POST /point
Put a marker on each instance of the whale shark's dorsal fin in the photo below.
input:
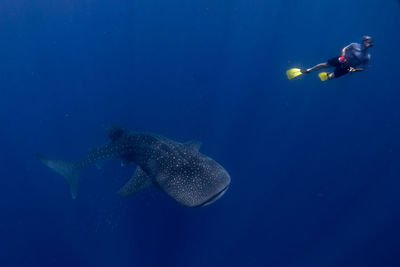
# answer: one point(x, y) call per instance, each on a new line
point(139, 181)
point(195, 145)
point(115, 132)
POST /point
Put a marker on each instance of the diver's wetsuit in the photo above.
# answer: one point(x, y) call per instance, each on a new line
point(354, 56)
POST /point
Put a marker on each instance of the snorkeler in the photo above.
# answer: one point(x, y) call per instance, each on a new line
point(352, 56)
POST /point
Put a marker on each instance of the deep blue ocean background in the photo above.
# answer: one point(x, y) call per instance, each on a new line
point(314, 166)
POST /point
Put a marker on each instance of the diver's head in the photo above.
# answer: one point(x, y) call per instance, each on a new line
point(367, 42)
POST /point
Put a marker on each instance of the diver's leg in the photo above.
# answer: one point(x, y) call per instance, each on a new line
point(318, 67)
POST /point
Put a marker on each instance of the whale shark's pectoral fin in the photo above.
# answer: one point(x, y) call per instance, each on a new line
point(69, 170)
point(195, 145)
point(139, 181)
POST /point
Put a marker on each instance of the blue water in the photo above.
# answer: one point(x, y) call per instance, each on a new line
point(314, 166)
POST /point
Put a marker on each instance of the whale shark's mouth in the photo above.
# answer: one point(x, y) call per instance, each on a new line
point(215, 197)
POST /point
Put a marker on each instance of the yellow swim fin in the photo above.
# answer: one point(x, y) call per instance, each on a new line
point(293, 73)
point(323, 76)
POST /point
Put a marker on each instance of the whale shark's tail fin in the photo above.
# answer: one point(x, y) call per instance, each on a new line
point(69, 170)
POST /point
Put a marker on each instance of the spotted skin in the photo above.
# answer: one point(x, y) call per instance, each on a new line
point(179, 169)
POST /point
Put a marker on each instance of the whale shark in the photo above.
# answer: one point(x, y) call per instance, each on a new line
point(179, 169)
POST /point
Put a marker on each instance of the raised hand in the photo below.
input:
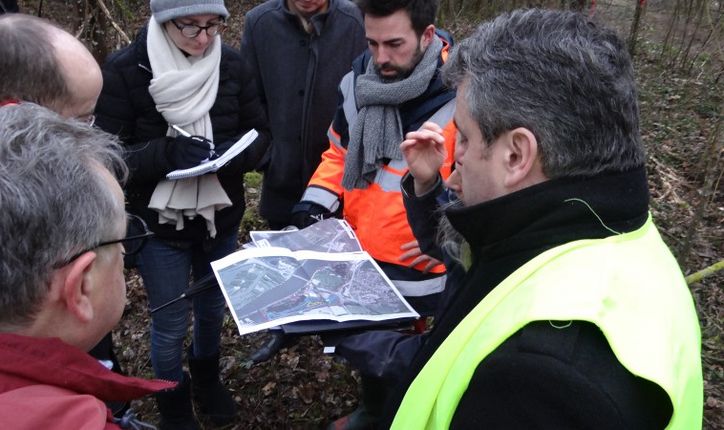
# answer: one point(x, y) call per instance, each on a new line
point(424, 152)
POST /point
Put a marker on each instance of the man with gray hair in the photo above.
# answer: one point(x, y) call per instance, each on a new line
point(62, 288)
point(572, 313)
point(44, 64)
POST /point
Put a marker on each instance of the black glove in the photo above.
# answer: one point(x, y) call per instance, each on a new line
point(222, 147)
point(184, 152)
point(305, 214)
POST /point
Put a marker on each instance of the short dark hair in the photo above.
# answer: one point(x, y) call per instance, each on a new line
point(567, 80)
point(28, 63)
point(422, 12)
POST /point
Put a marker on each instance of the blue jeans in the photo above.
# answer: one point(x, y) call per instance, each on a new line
point(166, 271)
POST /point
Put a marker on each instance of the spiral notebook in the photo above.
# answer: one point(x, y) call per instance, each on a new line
point(215, 164)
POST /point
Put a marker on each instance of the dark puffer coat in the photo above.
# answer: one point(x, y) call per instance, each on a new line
point(126, 108)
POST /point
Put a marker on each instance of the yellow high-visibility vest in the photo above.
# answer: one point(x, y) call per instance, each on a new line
point(629, 285)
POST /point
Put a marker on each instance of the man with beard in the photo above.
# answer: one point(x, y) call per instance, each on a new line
point(572, 312)
point(393, 89)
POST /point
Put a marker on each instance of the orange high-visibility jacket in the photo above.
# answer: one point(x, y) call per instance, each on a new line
point(377, 213)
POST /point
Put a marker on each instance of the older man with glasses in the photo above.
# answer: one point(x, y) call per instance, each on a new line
point(62, 288)
point(43, 64)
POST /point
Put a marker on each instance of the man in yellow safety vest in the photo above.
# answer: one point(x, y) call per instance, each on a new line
point(572, 312)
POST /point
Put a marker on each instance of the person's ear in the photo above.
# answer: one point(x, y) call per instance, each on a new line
point(427, 36)
point(520, 158)
point(77, 287)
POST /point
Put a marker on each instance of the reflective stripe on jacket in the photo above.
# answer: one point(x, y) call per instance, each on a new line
point(377, 213)
point(628, 285)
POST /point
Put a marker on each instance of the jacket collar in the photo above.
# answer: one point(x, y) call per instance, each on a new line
point(28, 361)
point(554, 212)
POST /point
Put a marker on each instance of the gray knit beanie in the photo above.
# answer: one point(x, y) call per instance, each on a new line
point(166, 10)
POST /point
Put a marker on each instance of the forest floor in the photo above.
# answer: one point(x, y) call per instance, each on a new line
point(300, 387)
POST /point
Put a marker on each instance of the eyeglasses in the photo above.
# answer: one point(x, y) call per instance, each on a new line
point(193, 30)
point(136, 237)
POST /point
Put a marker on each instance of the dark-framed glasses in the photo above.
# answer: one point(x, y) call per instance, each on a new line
point(193, 30)
point(137, 234)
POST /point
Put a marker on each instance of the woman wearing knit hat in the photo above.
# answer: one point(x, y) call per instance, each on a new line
point(178, 75)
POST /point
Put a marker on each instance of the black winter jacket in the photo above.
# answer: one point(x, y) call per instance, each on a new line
point(297, 74)
point(126, 108)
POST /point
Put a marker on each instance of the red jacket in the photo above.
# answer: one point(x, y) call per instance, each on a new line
point(46, 383)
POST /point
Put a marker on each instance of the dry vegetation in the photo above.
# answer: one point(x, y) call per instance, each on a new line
point(681, 107)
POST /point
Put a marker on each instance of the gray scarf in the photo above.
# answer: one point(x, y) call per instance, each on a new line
point(377, 133)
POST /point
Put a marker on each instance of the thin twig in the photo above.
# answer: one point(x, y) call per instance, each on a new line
point(115, 25)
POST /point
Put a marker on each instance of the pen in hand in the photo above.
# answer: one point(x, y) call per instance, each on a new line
point(185, 133)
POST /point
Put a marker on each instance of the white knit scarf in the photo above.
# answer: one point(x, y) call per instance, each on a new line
point(184, 89)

*What the exercise asks*. Please give the entries again word for word, without any pictures.

*Expected output*.
POST /point
Put a marker on each instance of the whale shark's dorsal fin in the photo below.
input:
# answer: one point(x, y) call per instance, each on a new line
point(139, 181)
point(195, 145)
point(115, 132)
POST /point
Put a marker on each instance of the diver's wetsuit in the photo above.
# answer: one point(x, y) call per instance, each on a new line
point(354, 56)
POST /point
Put a marker on each instance of the snorkeler in the photo above.
# answer: one point(x, y) call per instance, each on a new line
point(352, 56)
POST /point
Put a marker on each instance of the deep blue ocean background in the photo above.
# answer: one point(x, y) call per instance, each on a new line
point(314, 166)
POST /point
Put a marker on each instance of the diver's head in the photo above.
# answer: one point(x, y) call per instance, each on a new line
point(367, 42)
POST /point
Put a marker on each instance of the diver's leg in the photo above.
# answer: one point(x, y) call per instance, each on a new line
point(318, 67)
POST /point
Put a marker on each instance of the whale shark's pectoral fin in the photo above.
# answer: one point(x, y) call per instance, each on a new line
point(69, 170)
point(195, 145)
point(139, 181)
POST /point
Put a marker on each instance of the blue water in the photo above.
# answer: one point(x, y) call per instance, each on a new line
point(314, 166)
POST /point
Put a marker on each instance of the whale shark's mouth in the photo above.
# answer: one point(x, y) call per instance, each on a new line
point(215, 197)
POST /point
Put a marker on each instance of the yellow swim fin in the photo above.
# answer: one point(x, y) call per instance, each on a new line
point(293, 73)
point(323, 76)
POST /point
Put a marker on each instance of the whale shark's tail fin in the photo above.
# answer: one point(x, y) call per instance, each on a new line
point(69, 170)
POST /point
Put a marker on each instance of the spotted skin in the photo above.
# answer: one point(x, y) call per instance, each on a new line
point(179, 169)
POST /point
Put a marker on each instance of the whale shark in the photo above.
# answer: one point(x, y) call per instance, each on a new line
point(179, 169)
POST /point
Put a marker on each instance of the raised hand in the photo below.
input:
# answer: one point(x, y) call per instance, each on a new line
point(424, 152)
POST /point
Put a marker on each instance of the man with gray hair in the photo above.
# answer: one point(x, y) call per instance, each on a new line
point(62, 288)
point(572, 313)
point(44, 64)
POST /point
Put a marker on each instance of the black glove in the photo above.
# answer: one point(x, y) call per instance, each on a new line
point(222, 147)
point(184, 152)
point(305, 214)
POST /point
Put a marker on each instance of the short dark hair in the photo above.
# answer: one point(x, y) call per instance, each on a new line
point(567, 80)
point(28, 63)
point(422, 12)
POST /point
Put a marker on each instance of the blue jeans in the photo above.
# answer: one point(x, y) call per instance, each on a new line
point(166, 271)
POST /point
Put a marker on each instance of the spiral notebook in the photo above.
# answer: one point(x, y) call per instance, each on a new line
point(215, 164)
POST /point
Put a marker on each instance of the dark puffer coat in the photo above.
# answer: one point(x, y) call per instance, each on a new line
point(126, 108)
POST /point
Put a marker on each instance of the yellow high-visibility vest in the photo above.
# answer: one point(x, y) call per instance, each on a new line
point(629, 285)
POST /point
Put a marker on each instance of the man with beard in the photo above.
# answer: one point(x, y) call per instance, each on a new line
point(572, 312)
point(393, 89)
POST /point
Put a marker on each instance of the orange high-visibility jacket in the photo above.
# answer: one point(x, y) call per instance, each on a new line
point(377, 213)
POST /point
Put a marker on each instance of the older man with glasses in the photo above.
# answer: one point(x, y) call per instance, each on a new line
point(62, 288)
point(43, 64)
POST /point
Put a marker on each instance of the man in yellow safety vest in the photo above.
# answer: one point(x, y) call per instance, each on a new line
point(572, 312)
POST /point
Put a marker on each instance of the person's ear in the photo above.
# answer: one point(x, y) call per instance, each on a new line
point(427, 36)
point(520, 158)
point(77, 287)
POST /point
Put a marker on each instance of the reflective stripe on jacket in the photo above.
# answer: one point(x, y) call per instance, each on a new line
point(377, 213)
point(628, 285)
POST /point
Put a marker on each instance of the jacket collar in the photo above.
# answer: one point(x, y) call per instance, each on a new line
point(28, 361)
point(554, 212)
POST /point
Put a marker on each instance of the gray knit beanie in the photo above.
# answer: one point(x, y) call per instance, each on a new line
point(166, 10)
POST /point
Put a marker on each instance of the forest floor in the photo above.
# answer: one point(x, y) call per instance, each on a new line
point(300, 387)
POST /point
Put a marker on each instance of the eyeglasses in the photo above.
# answer: one point(x, y) call per instance, each on a new line
point(193, 30)
point(136, 237)
POST /point
Put a marker on each instance of the dark-framed glasses in the photo above.
# answer: one point(x, y) call per instance, each on a new line
point(193, 30)
point(137, 234)
POST /point
Put a marker on each instance of the woman wearing knit hat in the photo above.
# answer: one point(x, y) call per instance, each on a new line
point(178, 75)
POST /point
Put a marker on each instance of the black winter jacket in the photo above.
# answer: one point(x, y) call per instance, each on a new line
point(297, 74)
point(126, 108)
POST /point
Put a marker on each instance of the red jacket in the photo above.
# answer: one point(x, y) call per instance, each on a new line
point(46, 383)
POST /point
Put a marker on each instance of the dry vegetation in the photo above.
# answer: one point(x, y) call per instance, each on a new line
point(681, 107)
POST /point
Put a marker on each instance of the gray scarf in the photo above.
# answer: one point(x, y) call per instance, each on a new line
point(377, 133)
POST /point
Put a marker on each instance of the thin twig in the photo above.
# answer: one point(x, y) call per instance, each on a new line
point(115, 25)
POST /point
Put a marker on each instance of the pen in hand in the photo above.
# answer: one point(x, y) call per instance, each on a new line
point(185, 133)
POST /point
Put a marker on each instance of the white knit scarf in the photo above.
# answer: one point(x, y) call per instance, each on a new line
point(184, 89)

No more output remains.